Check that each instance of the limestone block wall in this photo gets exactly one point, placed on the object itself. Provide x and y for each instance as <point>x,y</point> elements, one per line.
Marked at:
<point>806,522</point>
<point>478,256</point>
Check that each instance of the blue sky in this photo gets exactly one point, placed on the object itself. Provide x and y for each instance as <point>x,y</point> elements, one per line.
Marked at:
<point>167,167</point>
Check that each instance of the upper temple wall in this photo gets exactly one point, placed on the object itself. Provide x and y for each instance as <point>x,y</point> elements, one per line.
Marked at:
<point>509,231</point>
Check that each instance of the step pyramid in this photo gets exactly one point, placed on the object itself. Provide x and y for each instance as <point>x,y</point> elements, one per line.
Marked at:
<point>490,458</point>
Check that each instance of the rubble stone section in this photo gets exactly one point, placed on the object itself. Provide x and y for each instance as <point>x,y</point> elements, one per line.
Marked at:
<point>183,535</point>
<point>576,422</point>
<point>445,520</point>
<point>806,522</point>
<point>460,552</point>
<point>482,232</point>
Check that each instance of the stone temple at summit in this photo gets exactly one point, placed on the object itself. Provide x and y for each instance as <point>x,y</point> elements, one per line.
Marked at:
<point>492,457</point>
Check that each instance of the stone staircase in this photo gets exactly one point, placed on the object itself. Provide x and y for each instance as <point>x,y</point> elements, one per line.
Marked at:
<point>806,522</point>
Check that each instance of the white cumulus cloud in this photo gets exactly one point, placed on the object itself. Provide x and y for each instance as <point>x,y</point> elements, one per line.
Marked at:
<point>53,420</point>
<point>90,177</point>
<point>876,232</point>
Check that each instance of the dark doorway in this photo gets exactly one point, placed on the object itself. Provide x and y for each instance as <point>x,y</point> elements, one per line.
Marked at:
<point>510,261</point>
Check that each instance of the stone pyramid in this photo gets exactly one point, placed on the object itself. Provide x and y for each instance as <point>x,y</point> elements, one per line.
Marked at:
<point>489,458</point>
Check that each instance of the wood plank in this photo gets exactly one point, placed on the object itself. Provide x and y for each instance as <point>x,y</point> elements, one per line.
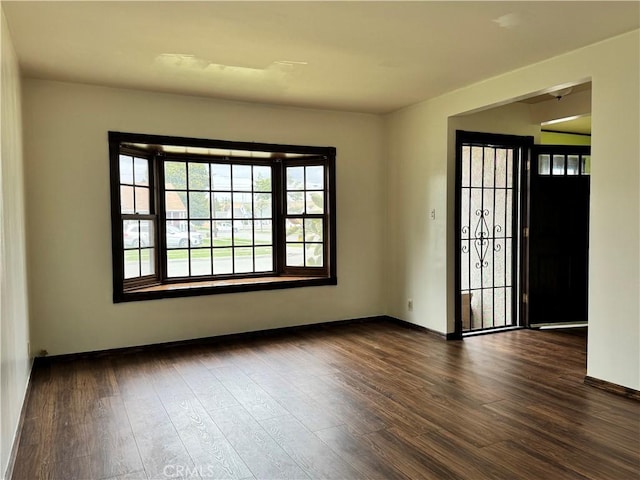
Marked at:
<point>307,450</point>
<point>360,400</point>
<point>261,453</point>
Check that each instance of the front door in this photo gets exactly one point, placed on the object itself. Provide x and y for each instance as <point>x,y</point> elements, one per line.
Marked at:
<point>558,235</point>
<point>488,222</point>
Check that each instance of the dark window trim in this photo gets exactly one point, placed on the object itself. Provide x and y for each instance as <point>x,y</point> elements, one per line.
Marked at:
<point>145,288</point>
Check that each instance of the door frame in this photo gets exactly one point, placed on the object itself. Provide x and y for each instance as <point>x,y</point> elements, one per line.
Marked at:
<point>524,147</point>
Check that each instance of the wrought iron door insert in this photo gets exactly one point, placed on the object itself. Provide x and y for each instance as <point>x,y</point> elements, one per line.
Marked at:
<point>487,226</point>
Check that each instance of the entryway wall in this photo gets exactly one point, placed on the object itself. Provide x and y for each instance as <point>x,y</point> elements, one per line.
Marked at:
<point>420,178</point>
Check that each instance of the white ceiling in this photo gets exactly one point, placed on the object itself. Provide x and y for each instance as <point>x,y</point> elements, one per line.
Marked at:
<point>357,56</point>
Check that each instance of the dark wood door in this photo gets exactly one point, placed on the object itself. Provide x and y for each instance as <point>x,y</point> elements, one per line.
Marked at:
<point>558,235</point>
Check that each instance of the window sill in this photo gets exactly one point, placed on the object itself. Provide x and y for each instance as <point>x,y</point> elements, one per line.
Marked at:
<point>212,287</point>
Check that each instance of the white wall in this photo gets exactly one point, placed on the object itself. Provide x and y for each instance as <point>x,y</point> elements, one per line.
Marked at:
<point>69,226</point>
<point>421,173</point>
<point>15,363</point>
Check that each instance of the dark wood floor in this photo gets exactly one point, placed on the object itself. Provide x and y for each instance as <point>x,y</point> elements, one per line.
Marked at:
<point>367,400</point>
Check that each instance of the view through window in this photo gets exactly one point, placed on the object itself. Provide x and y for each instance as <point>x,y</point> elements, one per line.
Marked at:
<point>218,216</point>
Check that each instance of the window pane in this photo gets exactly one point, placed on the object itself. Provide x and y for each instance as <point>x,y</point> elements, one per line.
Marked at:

^^^^^^^^

(ASSIGNMENT) Go through the records above and return each line in which the word "window" occurs.

(EXERCISE ANSWER)
Check that each instance of the dark window trim in this photo gets exactly one point, placed on the object itself. Provide x and y for each instance as <point>x,y</point> elements, one per line.
Check that each instance of the window sill in this photo gets exactly one point, placed on the object itself. Provide x and y for each instance as <point>x,y</point> elements, one per line.
Check that each instance of the view through window in this photo gets exactly one point, placed on the object itself. Provide x and y for each instance as <point>x,y</point> elements, one per line.
Check that each instance of the window pane in this photo gets exactly one point, placed on the object itself. Provide x and y for each instance as <point>x,y</point> elements, one per line.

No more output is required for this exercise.